> **Required task**
Continue the reactive pipeline tutorial from the point where it stops.

> **Article**
- - - - - - -

Lovegiver

Posted on Jul 23, 2022 • Edited on Jul 24, 2022

Reactive Pipeline : the App (part 2)

#reactive #java #api #tutorial

The "ReactivePipeline" project is a simple interface, a single class project. You can find link to the Github repository in Part. #1 of this post.

The ReactiveContext class just contains the static methods we need to instantiate the necessary objects for creating a persistent Flux pipeline for your whole application.
We will see each of them in the first part of this document.

Nevertheless, these methods / objects are not the only ones that are required to build a reactive app.
So the second part of this README will present you all the objects needed to make this API complete and working.

How things may happen, how it will work

To start, just think about the fact that among all the operations of a particular process, we can distinguish :

Starting operations which do not take any arguments, thus have no predecessors
Ending operations which take arguments and have no successors
Intermediate operations are the others : they need arguments from their predecessors and produce outputs that will be their successors' inputs

Most of the time, we use to design and build apps containing methods which are triggered sequentially in a very procedural way. This can be represented by a straight line of processing operations : A --> B --> C --> ...

But we can also imagine operations as a tree in which methods A and B are independent, so parallelized, and both producing a result which C deserves. In such a case, the C function will take result_A and result_B as arguments and we'll have to synchronize both operations in order to pass their respective results to C : C(result_A, result_B)
Or, at the opposite, a A function producing a result_A which will be consumed in a parallelized manner by B and C as soon as it will be available : B(result_A) // C(result_A)

To face all of these situations, we need a flexible data-structure where data - thus functions producing these data - will be organized smartly. Wrappers has been used for this to be possible.

- - - - - - -

> **Supplied entries**
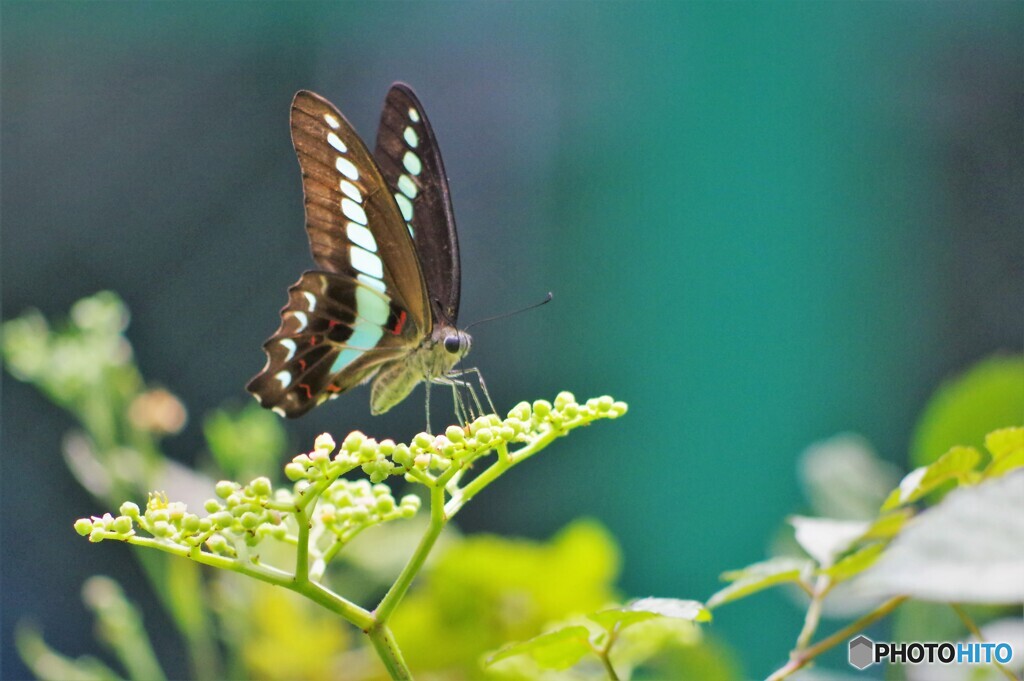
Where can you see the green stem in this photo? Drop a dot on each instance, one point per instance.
(976, 632)
(813, 616)
(799, 660)
(302, 546)
(604, 654)
(503, 464)
(332, 601)
(437, 521)
(388, 651)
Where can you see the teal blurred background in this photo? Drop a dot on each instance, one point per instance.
(763, 223)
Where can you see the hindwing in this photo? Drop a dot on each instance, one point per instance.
(335, 333)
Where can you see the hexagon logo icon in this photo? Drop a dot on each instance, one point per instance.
(861, 652)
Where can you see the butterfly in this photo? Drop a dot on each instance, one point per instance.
(384, 302)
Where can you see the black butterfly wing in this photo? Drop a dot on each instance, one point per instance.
(352, 221)
(371, 304)
(335, 333)
(411, 163)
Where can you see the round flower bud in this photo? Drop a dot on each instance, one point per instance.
(520, 412)
(401, 456)
(353, 441)
(217, 543)
(130, 509)
(190, 523)
(564, 397)
(221, 519)
(324, 441)
(122, 524)
(369, 450)
(223, 488)
(261, 486)
(542, 408)
(295, 471)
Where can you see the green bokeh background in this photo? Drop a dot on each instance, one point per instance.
(763, 223)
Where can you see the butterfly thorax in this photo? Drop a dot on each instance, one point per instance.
(432, 360)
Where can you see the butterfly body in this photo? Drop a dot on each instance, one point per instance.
(383, 305)
(435, 356)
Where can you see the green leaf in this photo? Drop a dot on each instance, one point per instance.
(957, 463)
(844, 478)
(826, 539)
(855, 563)
(759, 577)
(48, 665)
(647, 608)
(1007, 448)
(988, 395)
(245, 442)
(888, 524)
(968, 548)
(560, 648)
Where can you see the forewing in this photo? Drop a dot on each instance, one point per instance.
(335, 333)
(411, 162)
(355, 227)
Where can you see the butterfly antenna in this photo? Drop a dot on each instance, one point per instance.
(547, 299)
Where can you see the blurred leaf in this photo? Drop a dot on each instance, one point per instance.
(988, 395)
(825, 539)
(289, 638)
(970, 548)
(485, 591)
(711, 661)
(560, 648)
(844, 478)
(855, 563)
(1007, 448)
(246, 442)
(47, 665)
(759, 577)
(119, 625)
(646, 608)
(957, 463)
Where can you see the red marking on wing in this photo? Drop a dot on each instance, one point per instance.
(399, 324)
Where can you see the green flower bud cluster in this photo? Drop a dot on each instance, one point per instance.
(241, 516)
(163, 519)
(348, 507)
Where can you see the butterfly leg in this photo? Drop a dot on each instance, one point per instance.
(427, 387)
(464, 411)
(483, 386)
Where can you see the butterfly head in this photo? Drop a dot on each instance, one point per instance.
(455, 342)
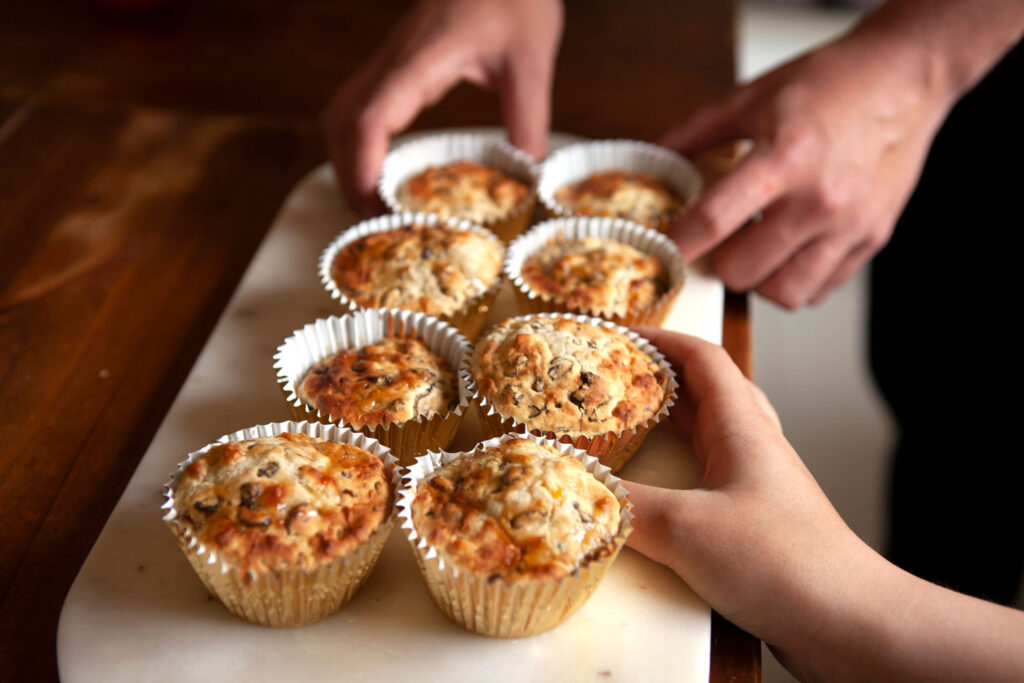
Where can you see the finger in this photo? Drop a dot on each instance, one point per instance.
(752, 254)
(806, 272)
(358, 148)
(338, 130)
(854, 261)
(655, 526)
(525, 93)
(762, 399)
(705, 370)
(711, 125)
(727, 205)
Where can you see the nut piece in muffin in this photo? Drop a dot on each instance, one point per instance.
(568, 377)
(517, 511)
(595, 274)
(635, 196)
(283, 503)
(434, 269)
(463, 189)
(391, 380)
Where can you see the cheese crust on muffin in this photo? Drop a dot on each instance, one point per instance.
(520, 510)
(463, 189)
(433, 269)
(596, 274)
(286, 502)
(391, 380)
(635, 196)
(568, 377)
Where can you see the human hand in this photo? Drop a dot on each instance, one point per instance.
(759, 540)
(840, 137)
(507, 45)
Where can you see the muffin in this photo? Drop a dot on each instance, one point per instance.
(620, 178)
(390, 374)
(594, 384)
(513, 537)
(416, 262)
(473, 176)
(463, 189)
(283, 526)
(605, 267)
(632, 195)
(392, 380)
(594, 273)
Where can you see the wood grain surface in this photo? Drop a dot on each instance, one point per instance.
(142, 158)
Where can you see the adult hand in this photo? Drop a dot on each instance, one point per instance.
(761, 543)
(840, 137)
(507, 45)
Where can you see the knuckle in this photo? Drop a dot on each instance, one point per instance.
(794, 150)
(785, 293)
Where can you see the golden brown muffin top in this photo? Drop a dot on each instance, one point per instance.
(631, 195)
(563, 376)
(517, 511)
(596, 274)
(392, 380)
(286, 502)
(463, 189)
(433, 269)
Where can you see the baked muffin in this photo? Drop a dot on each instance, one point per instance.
(386, 372)
(292, 523)
(598, 275)
(633, 195)
(435, 269)
(566, 376)
(514, 536)
(473, 176)
(391, 380)
(570, 378)
(520, 510)
(463, 189)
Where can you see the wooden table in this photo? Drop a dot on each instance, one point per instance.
(141, 160)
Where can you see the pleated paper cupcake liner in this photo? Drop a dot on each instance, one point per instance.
(500, 608)
(473, 314)
(579, 227)
(326, 337)
(576, 162)
(432, 151)
(292, 597)
(613, 449)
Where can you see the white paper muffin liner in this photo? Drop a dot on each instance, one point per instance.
(501, 608)
(470, 318)
(613, 449)
(578, 227)
(576, 162)
(326, 337)
(284, 598)
(431, 151)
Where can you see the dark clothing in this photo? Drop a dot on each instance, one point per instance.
(944, 353)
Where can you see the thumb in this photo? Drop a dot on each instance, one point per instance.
(525, 94)
(659, 522)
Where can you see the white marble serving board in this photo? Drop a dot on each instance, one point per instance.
(137, 612)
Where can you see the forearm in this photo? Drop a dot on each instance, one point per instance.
(876, 622)
(950, 43)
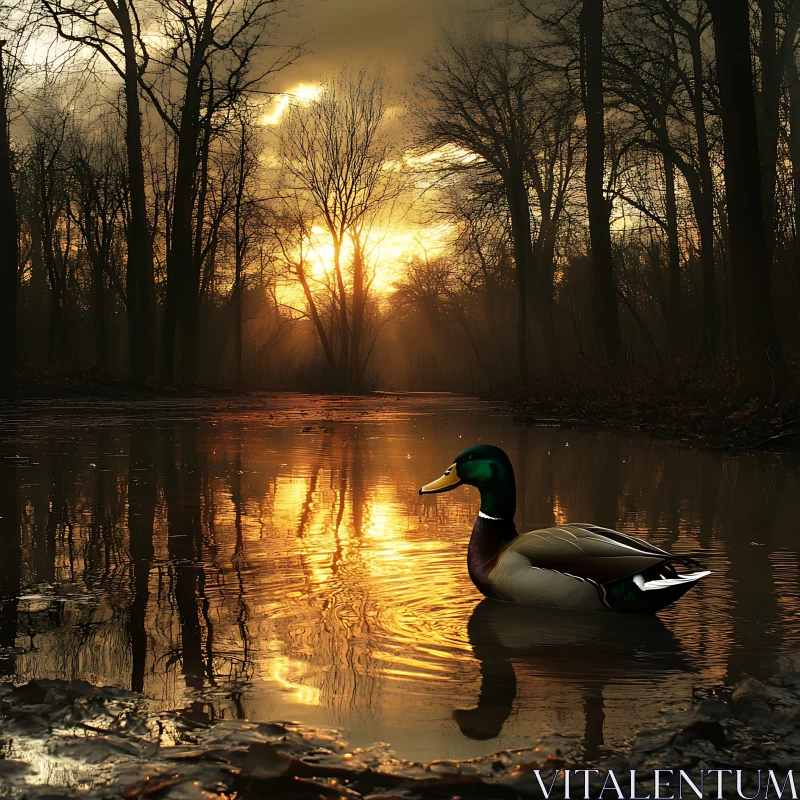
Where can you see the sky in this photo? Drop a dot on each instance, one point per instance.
(395, 34)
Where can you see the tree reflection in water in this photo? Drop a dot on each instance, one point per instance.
(242, 568)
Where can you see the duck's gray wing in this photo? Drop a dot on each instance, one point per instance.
(589, 552)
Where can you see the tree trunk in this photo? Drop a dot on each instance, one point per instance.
(9, 248)
(793, 81)
(674, 269)
(239, 258)
(358, 315)
(762, 368)
(703, 203)
(141, 298)
(344, 328)
(523, 262)
(604, 301)
(99, 312)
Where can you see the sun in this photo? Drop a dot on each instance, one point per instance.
(301, 93)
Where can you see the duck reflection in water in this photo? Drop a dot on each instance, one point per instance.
(588, 651)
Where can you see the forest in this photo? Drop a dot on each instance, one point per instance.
(604, 190)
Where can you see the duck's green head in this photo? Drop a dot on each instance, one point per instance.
(487, 468)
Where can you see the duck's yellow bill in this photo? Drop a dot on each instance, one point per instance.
(448, 481)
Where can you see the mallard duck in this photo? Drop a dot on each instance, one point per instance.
(576, 566)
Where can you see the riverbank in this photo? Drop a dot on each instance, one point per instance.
(71, 739)
(700, 415)
(716, 420)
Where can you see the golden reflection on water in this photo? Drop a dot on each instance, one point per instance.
(289, 570)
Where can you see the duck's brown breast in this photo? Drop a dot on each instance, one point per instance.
(488, 539)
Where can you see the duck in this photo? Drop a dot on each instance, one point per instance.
(580, 567)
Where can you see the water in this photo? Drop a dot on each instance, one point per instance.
(276, 562)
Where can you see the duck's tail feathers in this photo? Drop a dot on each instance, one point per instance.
(651, 590)
(685, 579)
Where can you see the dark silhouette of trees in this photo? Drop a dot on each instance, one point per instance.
(482, 95)
(334, 156)
(604, 304)
(562, 206)
(9, 242)
(113, 30)
(759, 349)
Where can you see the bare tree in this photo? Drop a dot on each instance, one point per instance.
(605, 304)
(207, 63)
(334, 152)
(113, 29)
(761, 362)
(481, 95)
(9, 242)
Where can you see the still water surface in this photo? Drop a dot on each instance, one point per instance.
(277, 563)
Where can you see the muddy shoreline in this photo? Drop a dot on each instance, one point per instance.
(72, 739)
(702, 419)
(717, 424)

- - - - - - -

> **Answer to this exercise**
The toolbox

Many objects we'll talk about are wrappers. It is important to understand how they interact with each others.

Operation is the corner stone of our model. It is a Functional Interface. Each action, each method, each function, has to be an Operation. An Operation takes a varargs of Flux(es) as arguments and produces a Flux.
Task wraps a single Operation. It is a class with some useful properties and methods. It triggers Operation execution and inject the produced Flux into the next Operation to maintain the reactive behavior.
WorkGroup is a wrapper for a set of Tasks, but you won't use it directly. You will use it only if you decide to create your own Optimizer. If you rely on the default Optimizer, the Pipeline will create WorkGroups for you. All you have to understand about a WorkGroup is that it groups all Tasks involved into the realization of a common final Operation.
Finally, the Pipeline is a wrapper for a set of Tasks (and also for one or more WorkGroups as it will dispatch all the tasks in different work-groups).
A last object to talk about is the DataStreamer. It's aside from preceding objects as it is not a wrapper but the mechanism used to export the state of all Monitorable classes : Task, WorkGroup and Pipeline all have a Monitor property that describes their current state (new, running, done, in error). The DataStreamer produces a Flux containing all the states of all objects within the Pipeline. Each time one's state changes, a tick is triggered by a Notifier to the DataStreamer, which in turn triggers a new Flux that can, for example, be displayed on a web page for monitoring purpose. But it can be whatever you need. This is just the way I've chosen to talk about what is known under the hot stream name.

The global philosophy is :

We create all necessary Operations. Try to think this object as a pure function, doing just one thing.
Each Operation is wrapped into a Task object. To be instantiated, a Task must have a single Operation and a Set of all the previous Tasks whom produced Fluxes are arguments for this Task.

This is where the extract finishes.